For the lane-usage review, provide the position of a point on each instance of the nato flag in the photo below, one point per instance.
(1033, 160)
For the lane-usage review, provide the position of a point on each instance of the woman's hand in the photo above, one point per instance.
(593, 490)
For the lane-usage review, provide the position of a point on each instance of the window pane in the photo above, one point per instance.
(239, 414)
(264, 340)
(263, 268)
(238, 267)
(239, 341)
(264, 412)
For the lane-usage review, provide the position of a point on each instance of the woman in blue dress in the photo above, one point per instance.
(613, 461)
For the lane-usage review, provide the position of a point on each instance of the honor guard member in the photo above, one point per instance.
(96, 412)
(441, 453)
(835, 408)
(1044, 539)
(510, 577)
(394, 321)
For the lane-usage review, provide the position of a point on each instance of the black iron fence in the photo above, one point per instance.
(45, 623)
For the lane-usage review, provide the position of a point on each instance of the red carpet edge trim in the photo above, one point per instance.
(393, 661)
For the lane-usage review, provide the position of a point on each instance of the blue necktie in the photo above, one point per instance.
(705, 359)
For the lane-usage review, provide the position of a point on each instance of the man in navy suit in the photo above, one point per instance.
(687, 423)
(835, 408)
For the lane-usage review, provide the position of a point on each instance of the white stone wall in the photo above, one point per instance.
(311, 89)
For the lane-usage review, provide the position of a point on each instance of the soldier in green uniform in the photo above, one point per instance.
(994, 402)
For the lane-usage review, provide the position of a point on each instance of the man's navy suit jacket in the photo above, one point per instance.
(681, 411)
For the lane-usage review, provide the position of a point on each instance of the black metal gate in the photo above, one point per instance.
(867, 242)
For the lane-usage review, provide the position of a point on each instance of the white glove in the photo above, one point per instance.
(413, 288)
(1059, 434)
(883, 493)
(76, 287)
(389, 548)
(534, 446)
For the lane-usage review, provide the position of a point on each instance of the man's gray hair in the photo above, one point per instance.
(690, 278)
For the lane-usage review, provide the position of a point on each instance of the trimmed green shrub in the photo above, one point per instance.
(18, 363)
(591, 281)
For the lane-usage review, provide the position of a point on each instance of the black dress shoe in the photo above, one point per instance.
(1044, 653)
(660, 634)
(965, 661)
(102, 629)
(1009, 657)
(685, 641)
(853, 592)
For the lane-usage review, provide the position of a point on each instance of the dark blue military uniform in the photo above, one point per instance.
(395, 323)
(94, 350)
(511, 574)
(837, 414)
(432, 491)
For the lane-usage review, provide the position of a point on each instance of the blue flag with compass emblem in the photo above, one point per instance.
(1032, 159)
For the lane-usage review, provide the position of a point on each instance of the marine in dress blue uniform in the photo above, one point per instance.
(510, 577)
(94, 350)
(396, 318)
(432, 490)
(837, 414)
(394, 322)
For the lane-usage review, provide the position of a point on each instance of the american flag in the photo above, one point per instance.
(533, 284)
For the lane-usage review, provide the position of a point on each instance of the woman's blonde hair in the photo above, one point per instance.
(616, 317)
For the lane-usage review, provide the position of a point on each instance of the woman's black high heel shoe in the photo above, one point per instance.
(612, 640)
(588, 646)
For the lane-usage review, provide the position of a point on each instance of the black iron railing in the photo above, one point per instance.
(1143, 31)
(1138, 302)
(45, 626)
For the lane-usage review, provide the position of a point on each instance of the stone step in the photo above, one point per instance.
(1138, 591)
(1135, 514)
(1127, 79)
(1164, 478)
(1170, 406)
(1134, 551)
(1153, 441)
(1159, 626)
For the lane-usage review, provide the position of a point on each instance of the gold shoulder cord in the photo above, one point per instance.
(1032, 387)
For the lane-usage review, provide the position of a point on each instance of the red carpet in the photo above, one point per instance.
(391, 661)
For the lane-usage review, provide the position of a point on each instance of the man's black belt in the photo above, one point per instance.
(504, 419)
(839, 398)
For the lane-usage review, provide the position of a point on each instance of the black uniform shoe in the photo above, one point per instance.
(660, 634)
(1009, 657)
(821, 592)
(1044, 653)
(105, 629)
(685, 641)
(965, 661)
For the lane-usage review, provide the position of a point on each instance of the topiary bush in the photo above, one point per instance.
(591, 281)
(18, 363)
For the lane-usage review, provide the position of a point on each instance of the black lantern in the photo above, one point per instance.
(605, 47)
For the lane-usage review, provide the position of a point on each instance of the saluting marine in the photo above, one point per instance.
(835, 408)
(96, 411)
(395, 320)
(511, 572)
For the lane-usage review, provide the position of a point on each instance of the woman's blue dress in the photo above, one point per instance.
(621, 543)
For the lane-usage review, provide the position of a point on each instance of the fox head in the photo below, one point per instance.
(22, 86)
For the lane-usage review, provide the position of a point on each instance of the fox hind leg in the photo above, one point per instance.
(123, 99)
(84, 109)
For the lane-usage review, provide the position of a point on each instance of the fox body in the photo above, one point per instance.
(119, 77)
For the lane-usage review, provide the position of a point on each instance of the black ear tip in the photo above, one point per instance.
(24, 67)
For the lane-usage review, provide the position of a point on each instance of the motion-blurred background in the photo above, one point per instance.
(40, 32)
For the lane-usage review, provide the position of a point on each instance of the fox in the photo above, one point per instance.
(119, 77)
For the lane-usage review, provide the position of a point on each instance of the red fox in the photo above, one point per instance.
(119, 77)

## [ACTIVITY]
Repeat exactly the lines from the one containing "the black lantern" through the last line of the records above, both included, and nothing else.

## [WRITTEN REPLY]
For the lane-usage review, provide the position of a point on each instance of the black lantern in the photo above, one point per instance.
(605, 47)
For the lane-usage review, provide the position of a point on each instance of the saluting marine in the photo above, one point per instance.
(835, 408)
(96, 411)
(395, 320)
(511, 572)
For the lane-usage review, provide the position of a point on each instance of the woman's blue dress in the photo above, one point per instance.
(621, 543)
For the lane-usage review, provide the position of a point on each instance of the fox head in the photo below, one point per instance.
(22, 86)
For the lane-usage review, provide the position of a point on each instance of the fox hind leg in the photo above, one point per instance.
(123, 99)
(84, 109)
For the lane-usage review, provide the position of a point on each instance of the fox body in the photo above, one point per instance.
(119, 77)
For the lane-usage review, provide the position of a point on each instance of the black ear tip in the photo above, one point per instance.
(24, 67)
For the lane-usage review, provide the position of a point on each instance of the motion-blurred background in the photo above, one point per instance.
(40, 32)
For the lane-usage review, provide the position of a point on each instance of the fox in the photo above, one point per instance.
(119, 77)
For the lane-usage review, provide the position of a point on each instance of the red fox in the photo above, one point per instance.
(119, 77)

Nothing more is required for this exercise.